Start of Selected excerpt

(CNN) – Weeks after the mass shooting in Newtown, Connecticut, last December, President Barack Obama issued 23 directives aimed at curbing the threat of gun violence.
At an event on Tuesday in Washington, Vice President Joe Biden will unveil a progress report that the administration says shows it is on its way to meeting nearly all of the goals from that effort.
The report shows that the administration has "completed or made significant progress" on 21 of the 23 Executive Actions signed by Obama in January.
The mostly administrative steps span several federal agencies and the majority require no approval from Congress, where legislation backed by Obama that proposed stricter gun limits stalled this spring.
For instance, the report touts action taken by the Health and Human Services Department to begin the process of reviewing healthcare privacy laws for any barriers preventing from reporting information about people with health problems that might prohibit them from purchasing guns.
The Justice Department proposed a new rule that would allow law enforcement to run full federal background checks on the owners of guns seized as part of an investigation.
Officers currently are required to return seized firearms, but they are prohibited from running background checks on owners.
In an effort to spur new research on the causes of gun violence, the Institute of Medicine and the National Research Council issued a report this month recommending the pressing research questions.
Obama is calling on Congress to provide $10 million to the Centers for Disease Control and Prevention to conduct gun violence research, an area that has been stalled in recent years due to its political implications.
On a conference call previewing Biden's remarks, a senior administration official said the report represents "significant progress," but the administration continues to hold discussions with members of Congress in the hopes of getting legislation passed.
"These unilateral executive actions are in no way a replacement for concrete legislative action, which is why we're engaged in so many conversations with members of Congress, why we're engaged in trying to strengthen the political dynamics of the situation where we can actually have legislation that will tighten and strengthen background checks," the official said.
Of the two Executive Actions the administration has failed to follow through on, the report predicts one will be fulfilled by the end of the year while the other is held up by congressional inaction.
As part of implementing the healthcare law championed by Obama, the report says HHS will finalize regulations later this year detailing how certain existing group health plans must cover mental health benefits, fulfilling the president's directive.
The last unfinished action may be a bit more difficult.
On the same day he rolled out his plans to reduce gun violence, the president also announced his plans to nominate B. Todd Jones to serve as the permanent director of the Bureau of Alcohol, Tobacco, Firearms and Explosives.
"Congress needs to help, rather than hinder, law enforcement as it does its job," Obama said in January. "We should get tougher on people who buy guns with the express purpose of turning around and selling them to criminals. And we should severely punish anybody who helps them do this. Since Congress hasn't confirmed a director of the Bureau of Alcohol, Tobacco and Firearms in six years, they should confirm Todd Jones, who will be - who has been Acting, and I will be nominating for the post."
Five months after his nomination was announced, Jones sat down for a hearing before the Senate Judiciary Committee. It has yet to vote on the nomination.

End of Selected excerpt

- **Exercise requirements**:
1. Rewrite the gun violence article starting with "For instance, the" and going on through "pressing research questions.", renaming "Justice Department" as "Department of Justice".
2. According to the gun violence article, whom did the president announce he would nominate as permanent director of the Bureau of Alcohol, Tobacco, Firearms and Explosives?
Use only the gun violence article.

Start of Data for analysis

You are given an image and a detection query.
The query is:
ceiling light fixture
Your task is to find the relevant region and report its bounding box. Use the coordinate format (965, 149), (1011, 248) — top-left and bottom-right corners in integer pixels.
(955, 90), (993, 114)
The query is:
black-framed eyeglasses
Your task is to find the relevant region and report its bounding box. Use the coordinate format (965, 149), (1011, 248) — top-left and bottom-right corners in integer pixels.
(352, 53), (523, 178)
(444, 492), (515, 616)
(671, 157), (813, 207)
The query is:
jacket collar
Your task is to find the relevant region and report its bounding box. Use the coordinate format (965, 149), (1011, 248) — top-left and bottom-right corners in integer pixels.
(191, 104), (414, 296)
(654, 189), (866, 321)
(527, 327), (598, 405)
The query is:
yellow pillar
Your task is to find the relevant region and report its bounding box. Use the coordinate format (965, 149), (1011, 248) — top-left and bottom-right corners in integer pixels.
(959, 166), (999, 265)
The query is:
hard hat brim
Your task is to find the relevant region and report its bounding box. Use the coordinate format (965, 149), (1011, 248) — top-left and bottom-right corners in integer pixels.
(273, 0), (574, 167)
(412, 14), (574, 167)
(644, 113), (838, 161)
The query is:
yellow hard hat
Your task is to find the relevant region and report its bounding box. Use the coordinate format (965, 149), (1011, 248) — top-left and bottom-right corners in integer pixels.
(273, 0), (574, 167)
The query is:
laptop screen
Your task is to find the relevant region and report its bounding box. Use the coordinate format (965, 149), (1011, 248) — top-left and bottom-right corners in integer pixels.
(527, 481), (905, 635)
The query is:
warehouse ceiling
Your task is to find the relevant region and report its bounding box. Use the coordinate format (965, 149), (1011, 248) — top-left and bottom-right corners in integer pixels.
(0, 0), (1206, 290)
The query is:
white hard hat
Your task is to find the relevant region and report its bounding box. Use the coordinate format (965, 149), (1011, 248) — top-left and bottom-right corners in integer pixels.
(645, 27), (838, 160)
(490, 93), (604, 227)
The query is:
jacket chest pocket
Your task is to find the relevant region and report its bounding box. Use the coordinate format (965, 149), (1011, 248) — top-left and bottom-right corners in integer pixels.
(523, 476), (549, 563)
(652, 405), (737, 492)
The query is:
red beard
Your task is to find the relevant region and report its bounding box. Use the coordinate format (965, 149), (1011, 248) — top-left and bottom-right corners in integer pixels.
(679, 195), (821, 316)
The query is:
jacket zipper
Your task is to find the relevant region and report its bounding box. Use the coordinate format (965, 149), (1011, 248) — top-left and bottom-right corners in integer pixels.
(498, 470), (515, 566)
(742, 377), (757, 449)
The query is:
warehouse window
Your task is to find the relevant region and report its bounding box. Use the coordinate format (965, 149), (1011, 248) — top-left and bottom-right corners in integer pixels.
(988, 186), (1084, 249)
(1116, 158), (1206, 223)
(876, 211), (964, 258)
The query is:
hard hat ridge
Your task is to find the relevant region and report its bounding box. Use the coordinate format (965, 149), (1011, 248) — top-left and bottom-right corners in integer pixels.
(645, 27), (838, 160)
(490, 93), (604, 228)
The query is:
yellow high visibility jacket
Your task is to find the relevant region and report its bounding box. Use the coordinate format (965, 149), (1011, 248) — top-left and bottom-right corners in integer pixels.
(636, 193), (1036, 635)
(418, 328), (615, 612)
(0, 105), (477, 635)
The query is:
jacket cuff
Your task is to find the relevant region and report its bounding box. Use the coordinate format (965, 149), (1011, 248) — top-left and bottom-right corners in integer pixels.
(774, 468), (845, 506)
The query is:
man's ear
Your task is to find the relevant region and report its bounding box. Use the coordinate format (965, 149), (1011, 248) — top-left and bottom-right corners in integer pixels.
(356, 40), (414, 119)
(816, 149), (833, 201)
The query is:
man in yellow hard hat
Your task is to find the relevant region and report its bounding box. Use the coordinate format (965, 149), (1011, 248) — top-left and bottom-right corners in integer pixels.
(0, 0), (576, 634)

End of Data for analysis

- **Answers below**:
1.
For instance, the report touts action taken by the Health and Human Services Department to begin the process of reviewing healthcare privacy laws for any barriers preventing from reporting information about people with health problems that might prohibit them from purchasing guns.
The Department of Justice proposed a new rule that would allow law enforcement to run full federal background checks on the owners of guns seized as part of an investigation.
Officers currently are required to return seized firearms, but they are prohibited from running background checks on owners.
In an effort to spur new research on the causes of gun violence, the Institute of Medicine and the National Research Council issued a report this month recommending the pressing research questions.

2. B. Todd Jones